* Start Entries supplied *

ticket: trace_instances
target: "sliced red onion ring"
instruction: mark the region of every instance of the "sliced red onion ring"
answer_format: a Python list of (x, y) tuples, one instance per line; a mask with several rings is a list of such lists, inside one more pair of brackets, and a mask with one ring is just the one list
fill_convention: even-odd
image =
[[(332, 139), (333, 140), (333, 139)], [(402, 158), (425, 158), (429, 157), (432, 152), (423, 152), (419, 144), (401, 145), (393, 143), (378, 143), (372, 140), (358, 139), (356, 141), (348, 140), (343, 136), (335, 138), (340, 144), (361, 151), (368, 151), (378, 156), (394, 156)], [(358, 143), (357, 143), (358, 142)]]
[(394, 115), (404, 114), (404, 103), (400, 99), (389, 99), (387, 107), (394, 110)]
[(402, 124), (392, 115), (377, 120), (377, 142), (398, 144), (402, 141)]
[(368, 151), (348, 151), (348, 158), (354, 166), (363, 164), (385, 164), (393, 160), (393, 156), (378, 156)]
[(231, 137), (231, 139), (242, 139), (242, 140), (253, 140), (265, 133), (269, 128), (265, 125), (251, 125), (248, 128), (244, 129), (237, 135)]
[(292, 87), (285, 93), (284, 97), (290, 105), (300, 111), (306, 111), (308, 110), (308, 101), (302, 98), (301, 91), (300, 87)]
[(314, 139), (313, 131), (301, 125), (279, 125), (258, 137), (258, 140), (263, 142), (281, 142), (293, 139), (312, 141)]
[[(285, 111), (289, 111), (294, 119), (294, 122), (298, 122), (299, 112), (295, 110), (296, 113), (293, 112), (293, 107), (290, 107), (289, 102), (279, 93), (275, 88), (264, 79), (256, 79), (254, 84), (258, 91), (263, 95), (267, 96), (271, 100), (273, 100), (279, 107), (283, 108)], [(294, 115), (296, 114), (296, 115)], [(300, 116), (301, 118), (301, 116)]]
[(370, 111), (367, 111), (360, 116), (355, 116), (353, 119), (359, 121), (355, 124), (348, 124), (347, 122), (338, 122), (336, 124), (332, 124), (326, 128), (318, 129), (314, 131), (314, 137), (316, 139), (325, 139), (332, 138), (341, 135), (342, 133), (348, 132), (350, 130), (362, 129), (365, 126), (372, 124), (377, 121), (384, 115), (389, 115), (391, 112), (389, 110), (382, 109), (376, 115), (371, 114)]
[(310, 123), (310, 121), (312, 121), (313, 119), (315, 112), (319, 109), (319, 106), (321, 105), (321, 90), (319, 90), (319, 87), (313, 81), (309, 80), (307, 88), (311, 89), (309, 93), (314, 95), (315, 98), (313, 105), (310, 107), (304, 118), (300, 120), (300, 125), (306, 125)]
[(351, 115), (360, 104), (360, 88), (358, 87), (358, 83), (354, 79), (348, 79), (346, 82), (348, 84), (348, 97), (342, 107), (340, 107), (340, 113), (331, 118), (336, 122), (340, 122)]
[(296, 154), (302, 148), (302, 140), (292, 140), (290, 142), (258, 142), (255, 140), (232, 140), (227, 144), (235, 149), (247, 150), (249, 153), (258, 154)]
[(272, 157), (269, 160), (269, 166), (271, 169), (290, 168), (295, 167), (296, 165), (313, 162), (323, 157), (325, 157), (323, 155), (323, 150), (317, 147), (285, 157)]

* End Entries supplied *

Written exercise — Rewrite the items from the start through the line containing "143), (358, 142)]]", with "mask" replaced by "shape" and everything else unchanged.

Solution to the exercise —
ticket: trace_instances
target: "sliced red onion ring"
instruction: mark the region of every instance of the "sliced red onion ring"
answer_format: a Python list of (x, y) tuples, one instance per line; a shape with several rings is a list of such lists, inside one more pair of brackets, and a shape with one ring is just the one list
fill_convention: even-odd
image =
[[(332, 139), (333, 140), (333, 139)], [(402, 158), (425, 158), (429, 157), (432, 152), (423, 152), (419, 144), (401, 145), (393, 143), (378, 143), (372, 140), (358, 139), (356, 141), (348, 140), (343, 136), (335, 138), (340, 144), (361, 151), (368, 151), (378, 156), (394, 156)], [(358, 143), (357, 143), (358, 142)]]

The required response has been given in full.